Reproduce verbatim the lines of the records below, from the line with "Point out every instance of the flag" to the line with "x=575, y=205", including both of those lines and nothing else.
(begin)
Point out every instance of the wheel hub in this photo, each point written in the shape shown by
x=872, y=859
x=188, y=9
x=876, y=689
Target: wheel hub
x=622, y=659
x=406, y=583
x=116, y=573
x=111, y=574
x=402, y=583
(end)
(begin)
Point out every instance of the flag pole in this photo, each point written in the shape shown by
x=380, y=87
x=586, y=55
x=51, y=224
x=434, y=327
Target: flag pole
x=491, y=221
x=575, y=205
(end)
[ANSWER FOR THE TASK]
Point out every instance of the flag pole in this photo, each point written in the shape shown by
x=380, y=87
x=586, y=55
x=51, y=224
x=434, y=327
Target: flag pole
x=491, y=221
x=575, y=205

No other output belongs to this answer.